::: ENTRIES SUPPLIED

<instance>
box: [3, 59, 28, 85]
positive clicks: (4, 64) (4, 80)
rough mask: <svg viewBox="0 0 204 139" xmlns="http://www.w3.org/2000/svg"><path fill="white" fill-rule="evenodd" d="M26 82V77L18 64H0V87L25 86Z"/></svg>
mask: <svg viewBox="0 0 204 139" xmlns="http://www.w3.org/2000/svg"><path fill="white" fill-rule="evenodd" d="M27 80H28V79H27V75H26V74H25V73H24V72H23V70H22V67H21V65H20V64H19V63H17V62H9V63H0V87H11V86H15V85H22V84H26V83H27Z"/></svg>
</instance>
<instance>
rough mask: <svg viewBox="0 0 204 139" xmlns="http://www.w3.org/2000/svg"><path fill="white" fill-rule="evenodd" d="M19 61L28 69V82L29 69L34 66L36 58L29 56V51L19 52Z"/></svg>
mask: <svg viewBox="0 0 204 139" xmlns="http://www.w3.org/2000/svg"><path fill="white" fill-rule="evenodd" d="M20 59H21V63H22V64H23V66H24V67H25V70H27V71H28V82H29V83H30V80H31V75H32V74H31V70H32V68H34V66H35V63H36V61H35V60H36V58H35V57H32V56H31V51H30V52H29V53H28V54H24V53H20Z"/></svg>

::::::

§ **ACTIVITY**
Put the listing's lines into a JSON list of strings, one string per line with blank lines left out. Begin at the line that has "</instance>" and stop after the last line of the listing.

§ **RESULT OF THE TASK**
[
  "</instance>",
  "<instance>",
  "rough mask: <svg viewBox=\"0 0 204 139\" xmlns=\"http://www.w3.org/2000/svg\"><path fill=\"white\" fill-rule=\"evenodd\" d=\"M19 61L28 69V82L29 69L34 66L36 58L29 56V51L19 52Z\"/></svg>",
  "mask: <svg viewBox=\"0 0 204 139\" xmlns=\"http://www.w3.org/2000/svg\"><path fill=\"white\" fill-rule=\"evenodd\" d=\"M20 59H21V63H22V64H23V66H24V67H25V70H27V71H28V82H29V83H30V80H31V75H32V74H31V70H32V68H34V66H35V63H36V61H35V60H36V58H35V57H32V56H31V51H30V52H29V53H28V54H24V53H20Z\"/></svg>"
]